**Dataset extract:**
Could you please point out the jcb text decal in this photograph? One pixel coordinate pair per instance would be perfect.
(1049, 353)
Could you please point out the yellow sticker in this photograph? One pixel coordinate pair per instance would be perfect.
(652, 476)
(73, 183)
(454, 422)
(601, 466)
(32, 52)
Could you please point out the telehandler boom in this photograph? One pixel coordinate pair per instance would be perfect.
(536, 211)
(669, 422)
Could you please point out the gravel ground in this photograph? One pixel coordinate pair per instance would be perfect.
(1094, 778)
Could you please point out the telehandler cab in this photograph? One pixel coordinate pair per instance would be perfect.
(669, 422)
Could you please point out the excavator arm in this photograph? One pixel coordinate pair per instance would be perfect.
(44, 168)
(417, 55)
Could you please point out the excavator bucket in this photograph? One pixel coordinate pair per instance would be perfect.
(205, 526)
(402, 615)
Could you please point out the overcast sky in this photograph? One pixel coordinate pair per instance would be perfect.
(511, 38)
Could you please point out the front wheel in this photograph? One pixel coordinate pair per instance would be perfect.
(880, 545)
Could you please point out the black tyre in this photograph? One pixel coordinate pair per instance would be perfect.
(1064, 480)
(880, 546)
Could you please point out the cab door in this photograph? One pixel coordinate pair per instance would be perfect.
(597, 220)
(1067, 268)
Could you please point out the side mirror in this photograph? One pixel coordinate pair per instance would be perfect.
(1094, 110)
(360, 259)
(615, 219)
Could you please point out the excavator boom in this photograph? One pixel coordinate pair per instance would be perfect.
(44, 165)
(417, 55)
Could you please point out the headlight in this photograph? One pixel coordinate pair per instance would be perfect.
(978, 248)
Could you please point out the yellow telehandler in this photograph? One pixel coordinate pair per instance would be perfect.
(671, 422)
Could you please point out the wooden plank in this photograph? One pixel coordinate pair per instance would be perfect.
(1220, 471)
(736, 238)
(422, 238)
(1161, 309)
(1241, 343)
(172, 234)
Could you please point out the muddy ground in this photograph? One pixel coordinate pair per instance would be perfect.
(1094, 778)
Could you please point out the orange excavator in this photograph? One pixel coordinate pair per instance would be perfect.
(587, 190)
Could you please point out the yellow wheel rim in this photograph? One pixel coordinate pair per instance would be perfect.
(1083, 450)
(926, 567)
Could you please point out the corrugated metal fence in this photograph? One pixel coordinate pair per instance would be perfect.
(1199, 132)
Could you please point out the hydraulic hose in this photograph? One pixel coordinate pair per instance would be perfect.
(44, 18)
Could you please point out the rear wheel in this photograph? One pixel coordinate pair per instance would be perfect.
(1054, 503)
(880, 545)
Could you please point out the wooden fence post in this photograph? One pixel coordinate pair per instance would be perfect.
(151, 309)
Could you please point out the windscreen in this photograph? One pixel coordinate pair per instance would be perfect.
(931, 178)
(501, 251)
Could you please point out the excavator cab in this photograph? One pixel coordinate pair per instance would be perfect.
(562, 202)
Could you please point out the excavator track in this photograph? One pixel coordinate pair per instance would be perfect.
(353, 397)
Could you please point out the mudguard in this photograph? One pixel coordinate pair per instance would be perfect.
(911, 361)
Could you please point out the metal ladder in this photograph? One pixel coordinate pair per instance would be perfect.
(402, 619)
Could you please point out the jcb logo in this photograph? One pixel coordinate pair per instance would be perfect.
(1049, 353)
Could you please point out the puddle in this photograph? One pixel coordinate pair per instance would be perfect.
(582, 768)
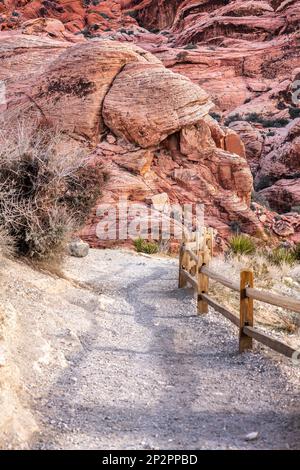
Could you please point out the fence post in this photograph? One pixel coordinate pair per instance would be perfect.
(182, 259)
(246, 310)
(202, 305)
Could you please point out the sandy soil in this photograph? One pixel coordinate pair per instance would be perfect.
(116, 358)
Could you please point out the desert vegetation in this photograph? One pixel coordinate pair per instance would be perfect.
(46, 192)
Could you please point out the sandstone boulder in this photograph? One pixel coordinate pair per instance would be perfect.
(146, 103)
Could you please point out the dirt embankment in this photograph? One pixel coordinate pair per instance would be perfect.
(115, 357)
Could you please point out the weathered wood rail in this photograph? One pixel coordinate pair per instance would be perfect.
(194, 258)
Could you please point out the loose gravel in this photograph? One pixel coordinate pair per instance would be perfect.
(151, 374)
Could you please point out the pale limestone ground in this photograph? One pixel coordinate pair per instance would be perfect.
(117, 358)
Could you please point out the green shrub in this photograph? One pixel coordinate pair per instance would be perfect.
(145, 246)
(242, 245)
(294, 112)
(279, 256)
(216, 116)
(45, 195)
(296, 252)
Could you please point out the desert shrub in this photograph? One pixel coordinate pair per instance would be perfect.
(6, 243)
(279, 256)
(216, 116)
(296, 252)
(294, 112)
(235, 227)
(45, 194)
(295, 209)
(242, 245)
(145, 246)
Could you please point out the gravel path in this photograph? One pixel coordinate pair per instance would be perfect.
(150, 374)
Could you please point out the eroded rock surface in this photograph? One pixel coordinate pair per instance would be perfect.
(243, 54)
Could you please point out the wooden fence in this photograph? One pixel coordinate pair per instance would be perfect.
(195, 254)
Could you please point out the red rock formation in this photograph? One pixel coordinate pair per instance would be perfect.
(166, 143)
(244, 54)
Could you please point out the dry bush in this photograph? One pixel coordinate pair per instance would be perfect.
(45, 193)
(6, 243)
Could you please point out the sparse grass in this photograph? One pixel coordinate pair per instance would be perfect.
(145, 246)
(45, 193)
(241, 244)
(279, 256)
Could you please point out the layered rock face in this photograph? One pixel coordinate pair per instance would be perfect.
(148, 127)
(242, 56)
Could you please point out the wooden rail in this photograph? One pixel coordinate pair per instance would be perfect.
(194, 269)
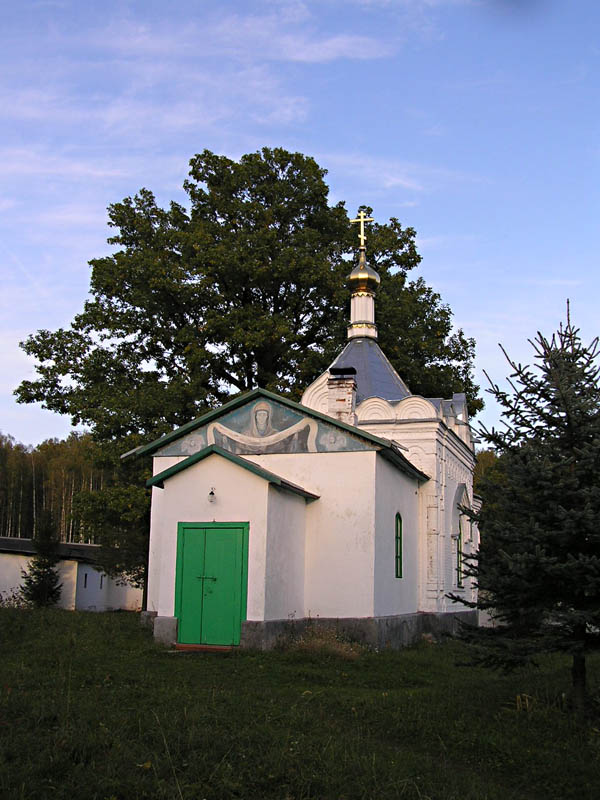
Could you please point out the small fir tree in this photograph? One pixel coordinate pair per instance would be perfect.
(41, 586)
(538, 566)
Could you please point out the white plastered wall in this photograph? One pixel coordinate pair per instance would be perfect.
(396, 493)
(96, 591)
(340, 528)
(284, 567)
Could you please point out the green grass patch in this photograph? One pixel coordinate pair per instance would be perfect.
(91, 708)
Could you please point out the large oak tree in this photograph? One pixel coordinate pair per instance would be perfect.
(244, 287)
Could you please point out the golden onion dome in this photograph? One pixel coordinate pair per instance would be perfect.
(363, 278)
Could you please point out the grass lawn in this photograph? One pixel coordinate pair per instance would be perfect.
(91, 708)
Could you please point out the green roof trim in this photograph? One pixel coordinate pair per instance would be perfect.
(159, 479)
(394, 455)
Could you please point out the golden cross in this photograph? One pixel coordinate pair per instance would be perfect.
(362, 218)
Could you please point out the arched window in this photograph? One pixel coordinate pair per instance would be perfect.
(459, 545)
(398, 546)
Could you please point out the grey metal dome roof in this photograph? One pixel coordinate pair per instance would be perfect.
(375, 376)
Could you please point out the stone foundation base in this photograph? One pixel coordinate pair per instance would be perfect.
(377, 632)
(165, 629)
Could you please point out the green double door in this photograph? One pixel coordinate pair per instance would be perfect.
(211, 582)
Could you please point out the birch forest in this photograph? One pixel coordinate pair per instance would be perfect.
(46, 477)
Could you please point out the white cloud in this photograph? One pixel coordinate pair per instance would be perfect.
(285, 35)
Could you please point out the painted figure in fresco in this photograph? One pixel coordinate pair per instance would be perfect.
(261, 437)
(261, 420)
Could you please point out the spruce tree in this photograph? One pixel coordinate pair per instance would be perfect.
(538, 566)
(41, 583)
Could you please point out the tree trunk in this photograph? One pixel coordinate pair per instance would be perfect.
(578, 673)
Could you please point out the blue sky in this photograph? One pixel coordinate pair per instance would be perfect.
(474, 121)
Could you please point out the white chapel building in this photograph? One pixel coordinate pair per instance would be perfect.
(343, 509)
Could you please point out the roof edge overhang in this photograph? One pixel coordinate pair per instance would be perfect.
(159, 479)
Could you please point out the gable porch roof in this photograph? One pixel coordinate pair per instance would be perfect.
(213, 449)
(387, 449)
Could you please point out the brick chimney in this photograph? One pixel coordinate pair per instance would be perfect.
(341, 391)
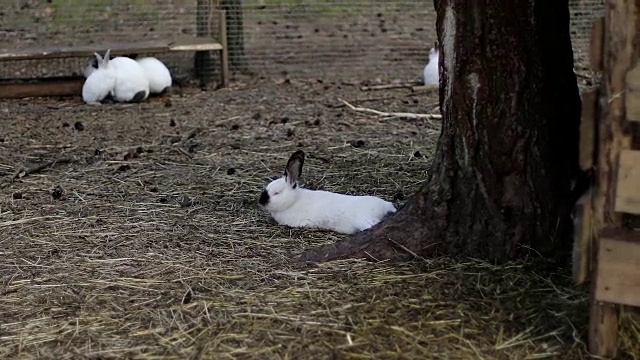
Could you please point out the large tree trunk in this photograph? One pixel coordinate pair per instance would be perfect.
(500, 183)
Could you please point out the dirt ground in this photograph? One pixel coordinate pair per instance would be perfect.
(143, 238)
(133, 231)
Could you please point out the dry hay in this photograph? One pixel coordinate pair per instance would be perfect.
(154, 247)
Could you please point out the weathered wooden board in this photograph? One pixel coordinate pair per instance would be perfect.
(53, 52)
(583, 235)
(628, 186)
(619, 267)
(588, 129)
(632, 93)
(44, 87)
(195, 44)
(596, 46)
(145, 47)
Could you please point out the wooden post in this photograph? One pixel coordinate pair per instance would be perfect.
(202, 59)
(224, 54)
(618, 56)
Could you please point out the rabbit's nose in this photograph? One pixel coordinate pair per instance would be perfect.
(264, 198)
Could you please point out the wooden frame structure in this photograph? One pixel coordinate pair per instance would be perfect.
(606, 251)
(203, 44)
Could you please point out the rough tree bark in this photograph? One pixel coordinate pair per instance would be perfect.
(500, 182)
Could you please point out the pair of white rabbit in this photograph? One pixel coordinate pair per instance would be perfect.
(291, 205)
(124, 79)
(431, 69)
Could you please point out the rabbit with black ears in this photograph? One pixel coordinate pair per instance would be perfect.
(291, 205)
(131, 83)
(100, 82)
(156, 71)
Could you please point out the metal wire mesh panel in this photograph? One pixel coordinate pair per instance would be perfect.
(583, 12)
(343, 39)
(32, 24)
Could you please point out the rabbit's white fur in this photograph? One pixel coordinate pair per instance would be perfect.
(291, 205)
(431, 69)
(131, 81)
(100, 82)
(157, 73)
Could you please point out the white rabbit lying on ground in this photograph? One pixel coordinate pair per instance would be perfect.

**Set problem:** Rewrite the part that opens with the line containing "Could you please point out the black" and closes with the line containing "(1199, 132)" as a Markdown table with the columns "Row" and "Line", numbering each line and leaving out blank lines.

**Exercise solution:**
| Row | Line |
|---|---|
| 1 | Could you please point out the black tyre in this photograph? One pixel coordinate pair per instance would be perfect. |
| 2 | (1064, 480) |
| 3 | (880, 546) |
| 4 | Could you please point out the cab door in this photograph? One pixel coordinate pair per instance would be perfect. |
| 5 | (597, 220) |
| 6 | (1067, 268) |
| 7 | Could you please point out the side mirror in this photograph? One pixel coordinate pair per instance would be perfect. |
| 8 | (1094, 110) |
| 9 | (360, 259) |
| 10 | (615, 219) |
| 11 | Could you please point out the excavator boom in this photograph? One pixel coordinate pair per instance would be perfect. |
| 12 | (44, 165) |
| 13 | (417, 55) |
| 14 | Could you please point out the headlight in this photograph? One pixel coordinate pair per instance would be perfect. |
| 15 | (978, 248) |
| 16 | Could you please point out the yellow telehandler in this photograph? One pixel coordinate pair per instance would be perfect. |
| 17 | (671, 422) |
| 18 | Could you please point out the wooden plank in this photograph? One pixel coordinate pair per instance would be perfect. |
| 19 | (1220, 471) |
| 20 | (736, 238) |
| 21 | (422, 238) |
| 22 | (1161, 309) |
| 23 | (1241, 343) |
| 24 | (172, 234) |
| 25 | Could you please point out the muddy ground in this photograph? One pixel coordinate pair per instance would be perfect. |
| 26 | (1094, 778) |
| 27 | Could you please point out the orange excavator in this photograph? One pixel coordinate pair per instance would be perfect. |
| 28 | (587, 190) |
| 29 | Could you please point out the yellow wheel rim in this photograph? One pixel coordinate pair per instance would be perfect. |
| 30 | (1083, 450) |
| 31 | (926, 567) |
| 32 | Could you please point out the corrugated metal fence in this photograph? One pixel coordinate pair per instance would be perfect. |
| 33 | (1199, 132) |